# [Text section]
▬▬▬

Thursday, March 28, 2024

Hackers Performing Massive Crypto-Mining Operation Via Hacked Website with Obfuscated Shortlink

The Cyber Criminals now using Obfuscated Coinhive’s Shortlink that silently mining cryptocurrency through the compromised website and it injected in various CMS used websites.

This year a lot of illegal mining operation has been discovered and the attack vector increasing day by day, unlike last year when ransomware incident was the top cyber attack around the globe and now hackers moved to mine the large amount cryptocurrency in illegal ways.

Also past few month browser mining are continuously increasing and affecting the many websites by attackers who discovered various vulnerabilities in CMS websites and compromising it to inject the mining malware.

In this case, researchers found the larger infrastructure receiving traffic from several thousand hacked sites that redirect the traffic to a central server which involved to distribute the standard crypto-miners.

Obfuscated Mining Operation

Initially, researchers discovered that traffic redirection to the websites that belong to coinhive domains by regular crawling and few hundreds of legitimate domain injected with Malicious code.

A domain called cnhv[.]co that belongs to coinhive calls the shortlinks, once the user clicks the link then it will be redirected which is abused by the cybercriminals and it placed as hidden iframes.

▬▬▬

# [Record set]
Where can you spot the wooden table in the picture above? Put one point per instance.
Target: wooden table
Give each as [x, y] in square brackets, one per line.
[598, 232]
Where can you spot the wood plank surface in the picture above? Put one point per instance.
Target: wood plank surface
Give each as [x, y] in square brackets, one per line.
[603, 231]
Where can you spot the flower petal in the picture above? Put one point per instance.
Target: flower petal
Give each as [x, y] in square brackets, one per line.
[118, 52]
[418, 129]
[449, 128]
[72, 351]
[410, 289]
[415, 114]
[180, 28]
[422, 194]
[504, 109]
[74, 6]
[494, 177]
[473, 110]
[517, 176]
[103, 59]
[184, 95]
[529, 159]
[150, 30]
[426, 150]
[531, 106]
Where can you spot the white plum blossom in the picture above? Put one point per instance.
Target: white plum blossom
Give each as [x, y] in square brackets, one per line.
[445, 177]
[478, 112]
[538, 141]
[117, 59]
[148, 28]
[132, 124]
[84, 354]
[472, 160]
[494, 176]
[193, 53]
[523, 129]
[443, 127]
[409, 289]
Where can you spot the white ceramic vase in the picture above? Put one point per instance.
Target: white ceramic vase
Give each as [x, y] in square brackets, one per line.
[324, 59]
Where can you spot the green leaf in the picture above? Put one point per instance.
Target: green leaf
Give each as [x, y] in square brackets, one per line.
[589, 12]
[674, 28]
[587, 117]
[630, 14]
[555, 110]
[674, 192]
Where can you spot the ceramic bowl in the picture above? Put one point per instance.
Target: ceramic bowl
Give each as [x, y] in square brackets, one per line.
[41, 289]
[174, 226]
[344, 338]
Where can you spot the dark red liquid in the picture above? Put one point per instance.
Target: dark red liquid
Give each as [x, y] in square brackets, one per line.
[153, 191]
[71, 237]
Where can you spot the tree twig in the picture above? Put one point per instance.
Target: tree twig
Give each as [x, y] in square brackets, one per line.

▬▬▬

# [Problem]
In the article about crypto-mining through hacked websites, what is the name of the domain belonging to Coinhive that calls the shortlinks?

# [Finished exercise]
cnhv[.]co